--- WHAT YOU SHOULD DO ---
Every entry needs to be printed exactly, please.

--- ENTRIES SHOWN ---
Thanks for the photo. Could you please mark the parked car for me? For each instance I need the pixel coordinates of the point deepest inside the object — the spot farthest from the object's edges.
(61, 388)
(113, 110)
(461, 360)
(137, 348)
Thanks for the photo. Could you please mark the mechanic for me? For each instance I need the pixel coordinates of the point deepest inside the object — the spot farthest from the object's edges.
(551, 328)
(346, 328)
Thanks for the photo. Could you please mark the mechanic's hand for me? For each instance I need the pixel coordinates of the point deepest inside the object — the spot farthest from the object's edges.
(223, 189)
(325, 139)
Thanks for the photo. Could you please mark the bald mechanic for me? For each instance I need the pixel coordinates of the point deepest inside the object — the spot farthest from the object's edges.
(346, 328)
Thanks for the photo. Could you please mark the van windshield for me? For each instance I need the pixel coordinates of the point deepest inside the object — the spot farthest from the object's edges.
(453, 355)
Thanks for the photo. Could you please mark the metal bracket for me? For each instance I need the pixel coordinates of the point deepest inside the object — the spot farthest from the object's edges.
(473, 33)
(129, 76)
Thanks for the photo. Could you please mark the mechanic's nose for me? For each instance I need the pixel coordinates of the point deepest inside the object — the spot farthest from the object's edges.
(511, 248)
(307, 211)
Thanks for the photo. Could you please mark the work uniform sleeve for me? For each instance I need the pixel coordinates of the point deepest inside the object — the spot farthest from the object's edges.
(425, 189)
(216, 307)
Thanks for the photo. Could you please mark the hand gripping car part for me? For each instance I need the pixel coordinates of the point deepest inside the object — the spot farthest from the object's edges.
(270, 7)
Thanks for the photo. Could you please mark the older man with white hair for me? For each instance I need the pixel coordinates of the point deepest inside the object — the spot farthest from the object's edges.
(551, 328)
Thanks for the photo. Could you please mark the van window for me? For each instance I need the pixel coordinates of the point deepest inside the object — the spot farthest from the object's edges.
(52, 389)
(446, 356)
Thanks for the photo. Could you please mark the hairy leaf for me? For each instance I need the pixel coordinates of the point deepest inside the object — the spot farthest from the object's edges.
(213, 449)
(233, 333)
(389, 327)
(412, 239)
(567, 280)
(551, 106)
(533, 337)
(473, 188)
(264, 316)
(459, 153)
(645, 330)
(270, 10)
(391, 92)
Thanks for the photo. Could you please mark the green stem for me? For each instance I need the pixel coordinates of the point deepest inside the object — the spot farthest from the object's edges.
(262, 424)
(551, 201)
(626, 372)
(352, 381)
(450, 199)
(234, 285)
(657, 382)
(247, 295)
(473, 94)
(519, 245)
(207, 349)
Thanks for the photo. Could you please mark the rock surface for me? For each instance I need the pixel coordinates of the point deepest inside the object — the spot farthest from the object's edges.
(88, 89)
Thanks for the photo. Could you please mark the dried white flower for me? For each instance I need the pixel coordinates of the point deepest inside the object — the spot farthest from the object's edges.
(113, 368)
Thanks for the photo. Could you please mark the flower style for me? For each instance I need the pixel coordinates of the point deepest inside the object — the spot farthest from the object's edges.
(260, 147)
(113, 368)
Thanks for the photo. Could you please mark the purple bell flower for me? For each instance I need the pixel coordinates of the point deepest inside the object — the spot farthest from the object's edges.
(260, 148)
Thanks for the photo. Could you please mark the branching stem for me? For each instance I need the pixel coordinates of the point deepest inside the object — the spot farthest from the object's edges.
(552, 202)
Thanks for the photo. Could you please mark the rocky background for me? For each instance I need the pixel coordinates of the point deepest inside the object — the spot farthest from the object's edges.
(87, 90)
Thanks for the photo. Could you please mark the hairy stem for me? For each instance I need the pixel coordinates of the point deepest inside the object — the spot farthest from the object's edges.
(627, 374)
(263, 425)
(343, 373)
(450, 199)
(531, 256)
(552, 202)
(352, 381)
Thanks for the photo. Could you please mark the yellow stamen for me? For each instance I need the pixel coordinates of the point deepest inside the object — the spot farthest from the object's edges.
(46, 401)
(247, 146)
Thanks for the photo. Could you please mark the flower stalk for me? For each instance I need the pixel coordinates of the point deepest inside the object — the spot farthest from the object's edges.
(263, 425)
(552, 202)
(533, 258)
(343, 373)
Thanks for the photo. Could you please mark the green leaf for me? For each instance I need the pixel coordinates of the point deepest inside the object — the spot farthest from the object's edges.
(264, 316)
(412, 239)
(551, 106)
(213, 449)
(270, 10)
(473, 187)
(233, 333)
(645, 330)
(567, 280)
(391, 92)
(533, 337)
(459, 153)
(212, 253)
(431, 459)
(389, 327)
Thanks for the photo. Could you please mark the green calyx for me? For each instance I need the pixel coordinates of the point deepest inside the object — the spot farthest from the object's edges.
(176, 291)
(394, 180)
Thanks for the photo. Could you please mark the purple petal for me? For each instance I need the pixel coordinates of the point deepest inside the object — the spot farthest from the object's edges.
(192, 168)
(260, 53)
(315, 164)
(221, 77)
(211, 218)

--- TASK SOLUTION ---
Thanks for the photo. Could you please mark the parked car for me? For each instance I need the pixel coordinates of the point deepest inside the object — the spot farthest from the object's edges.
(61, 388)
(113, 110)
(461, 360)
(137, 348)
Thanks for the photo. Could you please mark the mechanic for me? For each instance I need the pixel coordinates of the point deepest inside the object — the spot farthest from the object's edges.
(551, 328)
(346, 328)
Thanks for the photo. Could you please mark the mechanic's hand for me? For each instance I need the pixel coordinates of the point deepest inside the object — the spot farthest from the object's edges.
(223, 189)
(325, 139)
Thanks for the photo. Could you please mark the bald mechanic for me? For each instance I need the pixel coordinates of the point deepest inside the object — the spot farthest from the object's edges.
(346, 328)
Thanks for the photo. Could you please mark the van windshield for me? For each instance I need the pixel coordinates of the point deepest inside the object — the spot farthest from the object's edges.
(453, 355)
Thanks for the photo. Could you please mark the metal bracket for me? For each instance I need the pixel coordinates of the point deepest inside the object — the spot farthest from the object's edges.
(473, 33)
(129, 76)
Thanks for the photo. Could you please mark the mechanic's nose for me? For each instance I need the pixel coordinates of the point deepest inside the object — the spot farthest from the object's edges.
(511, 248)
(307, 211)
Thanks for the photo. Could you please mark the work uniform sleeve for me? For each instance I need the pixel coordinates of the point deepest inside the object — the spot farthest from the object's edges.
(425, 189)
(216, 307)
Thanks for the photo. Could you please mark the hand gripping car part for me? For each instance I need the pixel coordinates of the point deepest inside the object — the spot farthest from the object's edges.
(270, 7)
Thanks for the photo. Could you please mark the older man with white hair for me? For each instance I need the pixel coordinates of the point deepest inside the object — the spot farthest from the object's edges.
(551, 328)
Thanks for the photo. Could you please mark the van window for me? For each instance I need the pixel coordinates of the point deepest inside the object — the spot farthest from the object's edges.
(52, 389)
(446, 356)
Thanks for the photo. Could you please mark the hairy leaf for me? For each instance I need the pixel coordinates of the point deepest inside the object — the spot farthest from the object's edges.
(213, 449)
(233, 333)
(389, 327)
(412, 239)
(567, 280)
(551, 106)
(533, 337)
(473, 188)
(264, 316)
(459, 153)
(645, 330)
(270, 10)
(391, 92)
Thanks for the photo. Could you please mark the green stem for me? For each instance I need the pixel coordinates of the point deepest inside the object — the spot farthest from the object's edges.
(262, 424)
(551, 201)
(626, 372)
(352, 381)
(450, 199)
(234, 285)
(657, 382)
(247, 295)
(473, 94)
(519, 245)
(207, 349)
Thanks for the photo. Could you please mark the rock surface for me? For each instance I need the pixel coordinates of the point deepest inside the object — the spot farthest from the object's edges.
(88, 89)
Thanks for the photo. Could you please mark the dried white flower for me? For each instance I need the pixel coordinates of the point deepest inside the object — the spot farthest from the object's edges.
(113, 368)
Thanks for the photo. Could you please mark the flower style for me? For each instance I need the pixel coordinates of the point deepest inside the object — the spot farthest from the object's edges.
(260, 147)
(113, 368)
Thanks for the photo. Could you please mark the purple bell flower for me? For each instance I need the pixel coordinates of the point deepest inside the object — the spot farthest from the object's edges.
(260, 148)
Thanks for the photo. Could you please mark the branching stem for me? For each instance I need the pixel coordinates of the point deepest inside the object — the spot farthest from the object's edges.
(552, 202)
Thanks for the photo. Could you please mark the rocky background for me? For each instance I need the pixel coordinates of the point deepest inside the object — the spot farthest from the object's edges.
(87, 90)
Thanks for the photo. Could you please mark the hairy stem for me? For each instance I need the pixel coordinates of the point deepest inside the object — the spot farthest from the object's edges.
(627, 374)
(263, 425)
(343, 373)
(450, 199)
(531, 256)
(552, 202)
(352, 381)
Thanks for the photo. Could you please mark the yellow stamen for me? For each instance I need the pixel coordinates of the point deepest inside the object — the spot farthest from the object's edges.
(46, 401)
(247, 146)
Thanks for the photo. Could you please mark the flower stalk for me? For each instance I need the pixel coordinates of the point deepest inside the object — the spot farthest from the object's edges.
(263, 425)
(552, 202)
(533, 258)
(343, 373)
Thanks for the photo. Could you please mark the green leaf for me? For each instance I need the pixel coordinates of the point deepest inside the object — the spot farthest from the object's edges.
(264, 316)
(412, 239)
(551, 106)
(213, 449)
(270, 10)
(473, 187)
(233, 333)
(645, 330)
(567, 280)
(391, 92)
(533, 337)
(459, 153)
(212, 253)
(431, 459)
(389, 327)
Thanks for the photo. Could you please mark the green calyx for me? For each instance I need the pixel coordinates of the point deepest inside the object — the spot farthest from the object's edges.
(176, 291)
(394, 180)
Thanks for the photo. Could you please mark the purple petal for me? For each instance I need the pixel coordinates of the point deepest inside the object — the spot farthest from the object's edges.
(192, 168)
(260, 53)
(315, 164)
(221, 77)
(211, 218)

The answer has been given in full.